[Goal of the exercise]: Copy all records verbatim.

_ _ _ _ _ _ _

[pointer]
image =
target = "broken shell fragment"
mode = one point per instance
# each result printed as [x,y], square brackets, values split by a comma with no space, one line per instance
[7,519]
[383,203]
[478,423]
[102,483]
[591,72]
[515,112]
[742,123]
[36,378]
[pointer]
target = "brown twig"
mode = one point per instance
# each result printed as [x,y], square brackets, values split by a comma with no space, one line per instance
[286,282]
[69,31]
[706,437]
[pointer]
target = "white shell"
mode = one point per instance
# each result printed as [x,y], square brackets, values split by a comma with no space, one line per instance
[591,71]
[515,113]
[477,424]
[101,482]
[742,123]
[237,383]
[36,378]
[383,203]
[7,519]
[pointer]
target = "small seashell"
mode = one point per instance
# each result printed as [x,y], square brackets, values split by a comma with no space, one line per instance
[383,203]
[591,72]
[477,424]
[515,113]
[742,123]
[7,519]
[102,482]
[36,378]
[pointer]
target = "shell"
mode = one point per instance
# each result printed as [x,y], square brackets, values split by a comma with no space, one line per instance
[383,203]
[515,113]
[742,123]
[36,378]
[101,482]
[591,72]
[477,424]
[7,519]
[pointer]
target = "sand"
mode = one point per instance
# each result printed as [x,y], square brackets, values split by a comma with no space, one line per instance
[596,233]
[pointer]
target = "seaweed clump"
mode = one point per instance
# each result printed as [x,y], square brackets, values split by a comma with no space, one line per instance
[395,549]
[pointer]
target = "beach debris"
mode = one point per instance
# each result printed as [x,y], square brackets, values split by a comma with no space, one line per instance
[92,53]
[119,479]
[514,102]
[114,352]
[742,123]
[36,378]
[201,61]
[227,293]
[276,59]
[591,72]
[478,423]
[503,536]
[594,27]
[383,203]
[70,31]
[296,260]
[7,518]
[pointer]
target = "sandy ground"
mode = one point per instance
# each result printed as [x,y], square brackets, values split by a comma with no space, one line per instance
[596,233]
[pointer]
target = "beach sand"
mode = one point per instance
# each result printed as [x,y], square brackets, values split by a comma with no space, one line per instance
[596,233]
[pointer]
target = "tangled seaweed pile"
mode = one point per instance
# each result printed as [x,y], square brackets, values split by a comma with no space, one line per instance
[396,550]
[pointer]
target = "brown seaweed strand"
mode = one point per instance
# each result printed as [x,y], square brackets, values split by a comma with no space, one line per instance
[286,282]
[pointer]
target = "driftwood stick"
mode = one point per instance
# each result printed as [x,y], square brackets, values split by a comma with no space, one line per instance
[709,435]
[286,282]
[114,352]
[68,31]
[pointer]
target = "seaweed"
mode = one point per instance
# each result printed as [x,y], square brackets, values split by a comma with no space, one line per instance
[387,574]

_ _ _ _ _ _ _

[Exercise answer]:
[pointer]
image =
target = "broken shell fragment"
mode = one point per instance
# each result printed as [x,y], square brackets, values split by a comma with no space, one line per instance
[7,519]
[383,203]
[478,423]
[102,483]
[591,72]
[515,112]
[742,123]
[36,378]
[pointer]
target = "brown twig"
mode = one point per instance
# each result printed as [x,y], square brackets, values split by a comma with no space, one line per instance
[286,282]
[69,31]
[706,437]
[pointer]
target = "white shell"
mode = one point per instance
# each result printed as [x,y], square brackets, values split by a comma with no space, one line per instance
[591,71]
[515,113]
[477,424]
[101,482]
[742,123]
[237,383]
[36,378]
[383,203]
[7,519]
[pointer]
target = "small seashell"
mode = one point per instance
# each result printed as [x,y], square brackets, values split by a comma with no space, one line per instance
[383,203]
[591,72]
[477,424]
[515,113]
[742,123]
[7,519]
[102,482]
[36,378]
[pointer]
target = "shell"
mode = one point per instance
# each result printed as [x,y], square brackets, values split by a comma with no space, one line per instance
[383,203]
[515,113]
[742,123]
[36,378]
[101,482]
[591,72]
[477,424]
[7,519]
[pointer]
target = "sand"
mode = one point per instance
# each result printed as [x,y], square brackets, values split by a comma with no space, one line per instance
[596,233]
[pointer]
target = "seaweed clump"
mode = one point per instance
# each result printed as [x,y], square brackets, values split by a comma with no space, one line per instance
[395,549]
[pointer]
target = "beach debris"
mode = one point per instance
# each result printed as [x,y], square brackets, values split by a comma with no space, one line per instance
[92,53]
[119,479]
[514,102]
[114,352]
[742,123]
[36,378]
[201,61]
[227,293]
[276,59]
[591,72]
[478,423]
[503,536]
[594,27]
[383,203]
[70,31]
[296,260]
[7,518]
[pointer]
target = "sandy ground"
mode = one point per instance
# each result printed as [x,y], square brackets, values split by a comma with no space, one line per instance
[596,233]
[pointer]
target = "beach sand"
mode = one point per instance
# each result printed as [x,y], square brackets, values split by a comma with no space, one line per instance
[596,233]
[pointer]
target = "tangled seaweed pile"
mode = one point per instance
# each result printed as [x,y], square brackets, values split by a comma with no space, one line per instance
[396,550]
[pointer]
target = "brown seaweed strand"
mode = one point per instance
# each result printed as [x,y], square brackets, values split by a comma with no space, one line per instance
[286,282]
[pointer]
target = "driftwood stick"
mode = one point per instance
# each result printed as [x,y], square brackets, values split by a comma with no space, one line per instance
[709,435]
[286,282]
[114,352]
[68,31]
[pointer]
target = "seaweed"
mode = one point per instance
# each result printed as [x,y], square brackets, values split by a comma with no space, one line per instance
[387,574]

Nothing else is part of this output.